**TESTO DI LETTURA:**

..............................

“Jobs Act” per i giudici il “demansionamento” è retroattivo

“Jobs Act” per i giudici il “demansionamento” è retroattivo

demansionamentoMan mano che il tempo passa, gli effetti reali del “Jobs Act” si ripercuotono sula vita dei cittadini e i nodi vengono al pettine. Uno degli aspetti più “odiosi” della nuova legge è senz’altro il “demansionamento”, anche perché insinua il (legittimo) sospetto che possa essere usato come arma di ricatto da parte del superiore per ottenere ad esempio prestazioni “particolari”.

il decreto legislativo n. 81 del 15 giugno 2015, entrato in vigore il 25 giugno 2015, meglio noto come “Jobs Act” ha introdotto una nuova e più permissiva normativa in materia di ius variandi ex art. 2103 c.c.

..............................

**CONSEGNA A:** Modifica le righe dei dati di lavoro partendo dall'inizio e arrivando fino alla riga che contiene "x=144, y=166", sostituendo "Target" con "Obiettivo" e lasciando tutto il resto invariato. Per favore, escludi le immagini dalla risposta.
**CONSEGNA B:** Prosegui il testo sul demansionamento nel Jobs Act a partire dalla sua ultima frase.

(Estratti del dataset di puntamento)
..............................

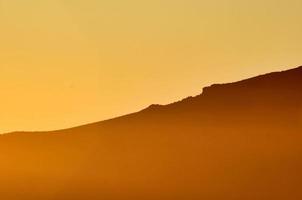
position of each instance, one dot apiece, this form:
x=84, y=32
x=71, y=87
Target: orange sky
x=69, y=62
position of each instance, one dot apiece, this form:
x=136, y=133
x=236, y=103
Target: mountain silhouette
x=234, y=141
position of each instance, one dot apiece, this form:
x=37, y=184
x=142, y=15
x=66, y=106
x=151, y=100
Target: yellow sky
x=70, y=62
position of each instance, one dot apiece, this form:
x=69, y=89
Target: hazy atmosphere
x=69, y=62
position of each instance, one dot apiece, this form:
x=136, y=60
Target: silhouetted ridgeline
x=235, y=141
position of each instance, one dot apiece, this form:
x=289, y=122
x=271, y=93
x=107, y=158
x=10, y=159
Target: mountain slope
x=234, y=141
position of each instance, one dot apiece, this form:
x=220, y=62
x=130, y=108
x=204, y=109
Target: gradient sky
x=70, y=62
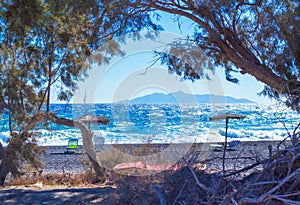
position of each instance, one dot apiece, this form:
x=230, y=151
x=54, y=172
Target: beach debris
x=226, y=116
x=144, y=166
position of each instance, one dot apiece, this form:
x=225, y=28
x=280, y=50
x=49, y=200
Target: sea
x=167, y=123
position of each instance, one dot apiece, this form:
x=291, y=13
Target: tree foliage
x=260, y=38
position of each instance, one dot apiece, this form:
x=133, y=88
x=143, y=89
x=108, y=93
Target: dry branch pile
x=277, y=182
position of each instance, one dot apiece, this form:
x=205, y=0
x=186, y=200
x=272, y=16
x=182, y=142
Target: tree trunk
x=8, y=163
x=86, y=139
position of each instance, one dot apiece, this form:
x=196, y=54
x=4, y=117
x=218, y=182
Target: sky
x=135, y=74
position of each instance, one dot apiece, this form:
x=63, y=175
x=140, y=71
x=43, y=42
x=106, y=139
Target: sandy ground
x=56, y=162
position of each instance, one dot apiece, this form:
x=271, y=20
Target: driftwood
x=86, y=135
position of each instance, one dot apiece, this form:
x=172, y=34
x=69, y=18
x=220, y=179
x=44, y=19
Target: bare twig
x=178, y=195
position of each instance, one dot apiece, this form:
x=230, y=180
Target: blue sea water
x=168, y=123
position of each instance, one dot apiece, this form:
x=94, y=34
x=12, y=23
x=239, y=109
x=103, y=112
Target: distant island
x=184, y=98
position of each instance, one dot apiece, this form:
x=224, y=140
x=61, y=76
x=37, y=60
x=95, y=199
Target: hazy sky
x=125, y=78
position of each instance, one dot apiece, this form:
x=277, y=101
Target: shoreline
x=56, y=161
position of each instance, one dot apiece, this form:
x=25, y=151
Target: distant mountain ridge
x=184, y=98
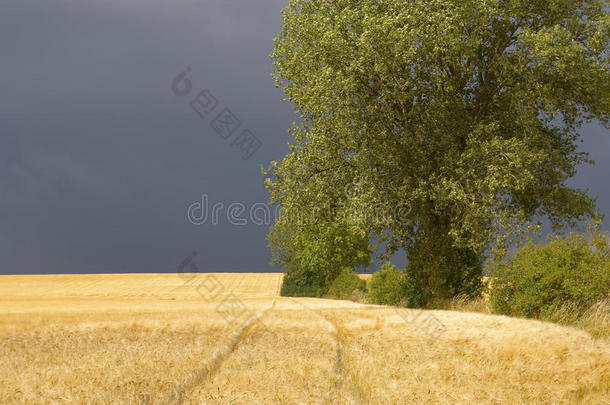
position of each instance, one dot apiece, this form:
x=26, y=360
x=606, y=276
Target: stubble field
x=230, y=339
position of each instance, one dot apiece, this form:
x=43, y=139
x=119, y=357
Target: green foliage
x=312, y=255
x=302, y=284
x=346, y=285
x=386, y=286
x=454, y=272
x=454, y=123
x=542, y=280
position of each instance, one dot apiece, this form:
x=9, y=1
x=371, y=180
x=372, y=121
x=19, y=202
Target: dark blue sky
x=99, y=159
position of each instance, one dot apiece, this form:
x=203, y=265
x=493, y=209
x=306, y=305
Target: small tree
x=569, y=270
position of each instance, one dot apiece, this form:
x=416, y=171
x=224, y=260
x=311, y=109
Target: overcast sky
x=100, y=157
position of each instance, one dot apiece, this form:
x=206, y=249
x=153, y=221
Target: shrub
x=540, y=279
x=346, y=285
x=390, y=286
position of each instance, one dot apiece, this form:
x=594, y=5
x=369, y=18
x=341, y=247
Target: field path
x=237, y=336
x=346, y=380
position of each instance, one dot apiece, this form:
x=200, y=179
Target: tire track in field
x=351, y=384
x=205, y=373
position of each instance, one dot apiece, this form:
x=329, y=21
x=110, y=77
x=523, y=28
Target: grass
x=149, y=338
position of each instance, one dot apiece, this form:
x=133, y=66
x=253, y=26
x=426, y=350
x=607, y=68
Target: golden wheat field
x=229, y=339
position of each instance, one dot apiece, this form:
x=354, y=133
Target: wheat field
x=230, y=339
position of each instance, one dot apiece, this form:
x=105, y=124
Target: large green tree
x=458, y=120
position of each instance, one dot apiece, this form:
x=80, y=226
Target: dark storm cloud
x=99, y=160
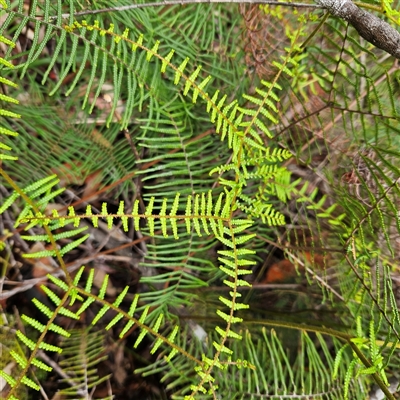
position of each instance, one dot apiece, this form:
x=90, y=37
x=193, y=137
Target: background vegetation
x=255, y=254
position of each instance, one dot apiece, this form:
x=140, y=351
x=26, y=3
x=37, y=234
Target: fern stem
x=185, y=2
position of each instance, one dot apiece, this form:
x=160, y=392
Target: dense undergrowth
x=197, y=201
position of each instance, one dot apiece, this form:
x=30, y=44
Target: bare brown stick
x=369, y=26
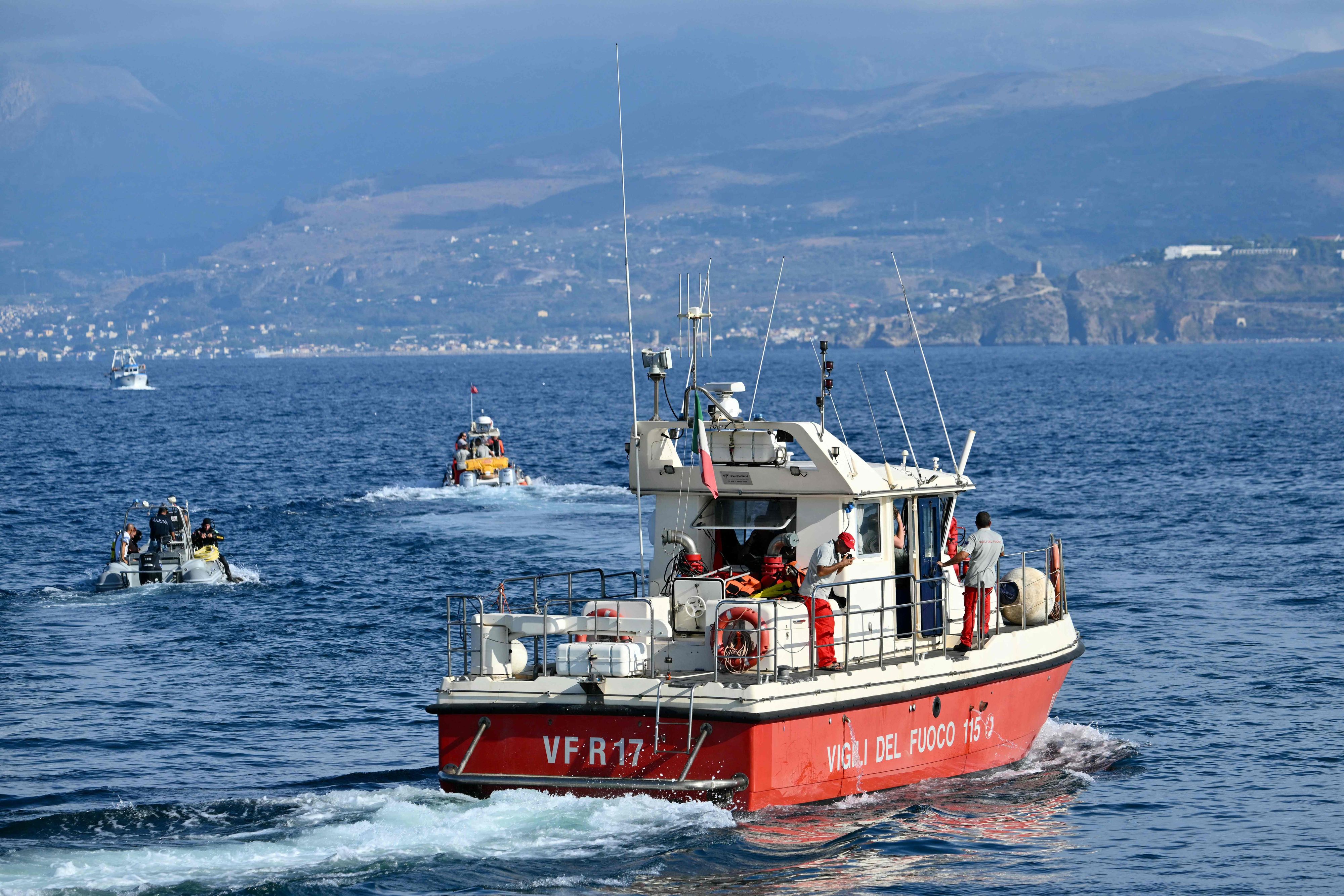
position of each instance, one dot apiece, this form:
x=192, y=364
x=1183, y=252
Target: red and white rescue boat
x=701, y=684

..............................

**RISPOSTA SCRITTA A:**
position of each instance, one dot apiece, this form:
x=84, y=32
x=71, y=87
Obiettivo: orange sky
x=69, y=62
position of each instance, one dot apiece, this form:
x=136, y=133
x=236, y=103
Obiettivo: mountain silhouette
x=234, y=141
position of each instance, one dot apiece, this form:
x=37, y=184
x=142, y=15
x=66, y=106
x=151, y=100
Obiettivo: yellow sky
x=70, y=62
position of each instance, one dot apiece, this form:
x=69, y=89
Obiettivo: hazy atmosphere
x=69, y=62
position of each instance, one dot apiece, this form:
x=136, y=60
Obiettivo: silhouetted ridgeline
x=235, y=141
position of each instance, one dot apiece, this form:
x=289, y=122
x=271, y=93
x=107, y=158
x=10, y=159
Obiettivo: mountain slope
x=234, y=141
position of each instance, one dot apiece, this form:
x=220, y=62
x=130, y=108
x=204, y=109
Obiettivo: gradient sky
x=70, y=62
position of each instance, one dot apiece, this form:
x=230, y=151
x=54, y=172
Obiettivo: beach debris
x=226, y=116
x=144, y=166

**RISPOSTA SCRITTA B:**
La vecchia legge consentiva una variazione in negativo della mansione a condizione che le nuove mansioni fossero “equivalenti alle ultime effettivamente svolte”, il “Jobs Act” invece permette l’assegnazione di “mansioni riconducibili allo stesso livello e categoria legale di inquadramento delle ultime effettivamente svolte” cioè tecnicamente si può fare tornare il dipendente alla mansione della prima assunzione. Una differenza di non poco conto.

Renzi ed il suo governo si erano affrettati a precisare che la nuova norma è applicabile solo ai nuovi contratti, i vecchi assunti quindi, non correvano nessun rischio in tal senso.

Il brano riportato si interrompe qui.